• Records for the task:
+ + + + +

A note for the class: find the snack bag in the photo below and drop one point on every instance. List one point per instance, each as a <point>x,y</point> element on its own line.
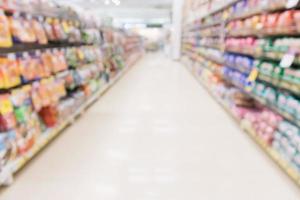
<point>7,118</point>
<point>5,34</point>
<point>39,31</point>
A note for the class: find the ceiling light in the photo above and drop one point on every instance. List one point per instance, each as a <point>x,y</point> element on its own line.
<point>116,2</point>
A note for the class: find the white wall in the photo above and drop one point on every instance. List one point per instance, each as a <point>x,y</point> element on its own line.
<point>176,29</point>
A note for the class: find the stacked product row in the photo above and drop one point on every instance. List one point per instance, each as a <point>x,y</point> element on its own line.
<point>247,54</point>
<point>42,87</point>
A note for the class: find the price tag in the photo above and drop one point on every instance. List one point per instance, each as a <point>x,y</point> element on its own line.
<point>287,60</point>
<point>291,3</point>
<point>253,75</point>
<point>6,106</point>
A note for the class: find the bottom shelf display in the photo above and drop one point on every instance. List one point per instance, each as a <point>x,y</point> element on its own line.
<point>50,121</point>
<point>276,136</point>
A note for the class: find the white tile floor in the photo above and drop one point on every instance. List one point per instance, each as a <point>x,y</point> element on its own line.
<point>156,135</point>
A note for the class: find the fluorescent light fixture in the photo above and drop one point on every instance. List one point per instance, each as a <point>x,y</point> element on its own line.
<point>116,2</point>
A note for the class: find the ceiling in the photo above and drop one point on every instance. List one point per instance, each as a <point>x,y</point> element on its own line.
<point>126,11</point>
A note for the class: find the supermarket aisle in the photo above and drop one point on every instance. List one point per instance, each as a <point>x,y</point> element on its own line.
<point>155,135</point>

+ + + + +

Repeat, without alteration, the stretch of the listing above from the line containing "A note for the class: find the bottom" through the line containing "<point>126,11</point>".

• Answer in full:
A note for the class: find the bottom shelf display in the photo above and drop one point on every instance. List one point per instance, each as a <point>x,y</point> element on its own line.
<point>50,121</point>
<point>276,136</point>
A note for the class: find the white tile floor in the photo above and drop one point on every instance. List one point per instance, each as a <point>x,y</point> element on its own line.
<point>156,135</point>
A note for the class: find the fluorescent light fixture in the photo above and drop one point on every instance. List one point per instance, each as a <point>x,y</point> element on its own line.
<point>116,2</point>
A note for the class: find the ceiling in the photo above and drop one point on every instance. List one point per instance, each as a <point>x,y</point> element on its own line.
<point>126,11</point>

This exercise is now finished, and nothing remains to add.